Short problem A:
Answer these questions using the article on Somaliland's cashless payments, one answer per line:
(i) In what year was the Somaliland shilling introduced?
(ii) In what year was Zaad launched?
(iii) Which shilling denominations are the most common?
Short problem B:
Rewrite the portion of the article on Somaliland's cashless payments starting with "This shift away" and going on through "year by year.", switching "turbulent" to "rocky".
Short problem C:
According to the article on Somaliland's cashless payments, why has the Somaliland shilling lost value almost constantly year by year? Answer in one to three sentences.

Excerpt provided:
Connect with us

Business

The suprising place where Cash is going extinct

Published

on

Half a dozen men crowd round one of the many small colourful wooden shacks off a main street in Hargeisa, Somaliland, shouting and arguing over the quality of khat – a mild narcotic that has been likened to both coffee and cocaine – that they’ve just been hastily handed by the vendor.
Customers quickly come and go, grabbing bundles of the green leafy, legal plant that they deem good enough before punching digits into phones and disappearing as quickly as they came.

“We need to do everything quickly, and paying with cash here is slow,” Omar, one of the khat sellers says as he chews on the green leafy plant himself. “It keeps people calm if they can get their khat quickly.”

No cash is transferred, and there’s not a credit card in sight. But customers haven’t got their daily khat fix for free; they’ve paid using their mobiles, transferring money on the sandy Somali street in seconds with little more than a mobile phone and a few numbers.
There are not many things tiny Somaliland can claim to be a world leader in, but cashless payments might be one.

The self-declared country, which broke away from Somalia in 1991 but remains unrecognised by the international community, has become something of a wild frontier for cashless payments as it charts a trajectory towards creating the world’s first cashless society.
Whether in a shack on the side of a road or a supermarket in the capital of Hargeisa, mobile payments are fast becoming the standard in the country.

There are not many things tiny Somaliland can claim to be a world leader in, but cashless payments might be one
“Most people are paying by mobile now,” Omar says, as he processes a payment on his mobile in one hand. “It’s so much easier.”
While developed and developing countries alike have been moving toward cashless payments with phones or contactless cards, Somaliland’s motivation is unique.

This shift away from cash is in part due to the rapid devaluing of the Somaliland shilling, the breakaway republic’s own currency which now trades at around 1 USD to 9,000 shillings. A few years ago it was just half that.

Somaliland broke away from Somalia in 1991 at the start of the country’s deadly civil war – a conflict that has continued in different forms to this day.

The shilling also experienced a turbulent beginning. Introduced in 1994 it was widely used to finance weapons and the region’s war against armed groups, before later being printed on demand by officials to further political aims in the breakaway republic, resulting in an almost constant devaluing of the currency year by year.

With denominations of 500 and 1,000 being the most common, just paying for a few groceries can require a wad of notes, while a medium-sized transaction requires a bag stuffed with the currency.

As for moneychangers who make their living exchanging US dollars and euro to shillings on the street, wheelbarrows are often used to move the piles of notes from one street to the next.

The breakaway republic’s own currency which now trades at around 1 USD to 9,000 shillings. A few years ago it was just half that.

With no internationally recognised banks, no formal banking system and ATMs somewhat an alien concept, two private companies – Zaad which was launched in 2009, and the newer e-Dahab – have filled the void creating a mobile banking economy where money is deposited through the companies and stored on phones, allowing items to be bought and sold with personalised numbers.

“To buy one of these in shillings you’d need one or two million!” Ibrahim Abdulrahman, an 18-year-old shop assistant in a jewellery shop says, as he points to a row of small gold necklaces, laughing slightly at the notion of someone attempting to buy in local currency.

Dataset excerpts:

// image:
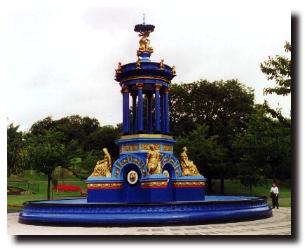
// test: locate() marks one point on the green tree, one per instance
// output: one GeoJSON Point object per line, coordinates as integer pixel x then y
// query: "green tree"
{"type": "Point", "coordinates": [278, 68]}
{"type": "Point", "coordinates": [15, 150]}
{"type": "Point", "coordinates": [264, 150]}
{"type": "Point", "coordinates": [45, 153]}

Task answer A:
(i) 1994
(ii) 2009
(iii) 500 and 1,000

Task answer B:
This shift away from cash is in part due to the rapid devaluing of the Somaliland shilling, the breakaway republic’s own currency which now trades at around 1 USD to 9,000 shillings. A few years ago it was just half that.

Somaliland broke away from Somalia in 1991 at the start of the country’s deadly civil war – a conflict that has continued in different forms to this day.

The shilling also experienced a rocky beginning. Introduced in 1994 it was widely used to finance weapons and the region’s war against armed groups, before later being printed on demand by officials to further political aims in the breakaway republic, resulting in an almost constant devaluing of the currency year by year.

Task answer C:
After its introduction in 1994, the shilling was widely used to finance weapons and the region's war against armed groups. Officials later printed it on demand to further political aims, and this led to the almost constant yearly devaluation.